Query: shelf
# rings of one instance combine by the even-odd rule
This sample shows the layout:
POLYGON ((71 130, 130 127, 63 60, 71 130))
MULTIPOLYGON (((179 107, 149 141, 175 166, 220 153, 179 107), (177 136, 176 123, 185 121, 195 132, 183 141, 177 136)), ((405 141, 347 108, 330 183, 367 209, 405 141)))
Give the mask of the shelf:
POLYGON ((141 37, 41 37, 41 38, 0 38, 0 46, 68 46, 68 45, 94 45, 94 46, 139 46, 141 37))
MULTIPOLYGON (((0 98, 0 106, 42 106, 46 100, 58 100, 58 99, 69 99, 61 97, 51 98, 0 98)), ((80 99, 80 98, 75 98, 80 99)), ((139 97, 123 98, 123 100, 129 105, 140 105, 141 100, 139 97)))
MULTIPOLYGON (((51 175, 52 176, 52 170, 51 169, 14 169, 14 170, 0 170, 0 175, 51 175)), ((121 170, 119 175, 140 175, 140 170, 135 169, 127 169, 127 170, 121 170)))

•••

**Written request:**
Could you copy every record above line for line, changing nothing?

**Task response:**
Query: shelf
# rings of one instance combine by the even-odd rule
This sample shows the layout:
POLYGON ((71 130, 130 127, 63 60, 71 130))
MULTIPOLYGON (((179 107, 149 141, 175 166, 220 153, 179 107), (177 136, 176 123, 185 121, 195 132, 183 141, 177 136)), ((405 141, 347 108, 330 183, 367 209, 405 141)))
Give the mask of the shelf:
POLYGON ((141 37, 41 37, 41 38, 0 38, 0 46, 68 46, 68 45, 94 45, 94 46, 139 46, 141 37))
MULTIPOLYGON (((0 98, 0 106, 42 106, 46 100, 58 100, 58 99, 69 99, 61 97, 51 98, 0 98)), ((80 99, 80 98, 75 98, 80 99)), ((139 97, 123 98, 123 100, 129 105, 140 105, 141 100, 139 97)))
MULTIPOLYGON (((51 175, 52 176, 52 170, 51 169, 14 169, 14 170, 0 170, 0 175, 51 175)), ((121 170, 119 175, 140 175, 140 170, 135 169, 127 169, 127 170, 121 170)))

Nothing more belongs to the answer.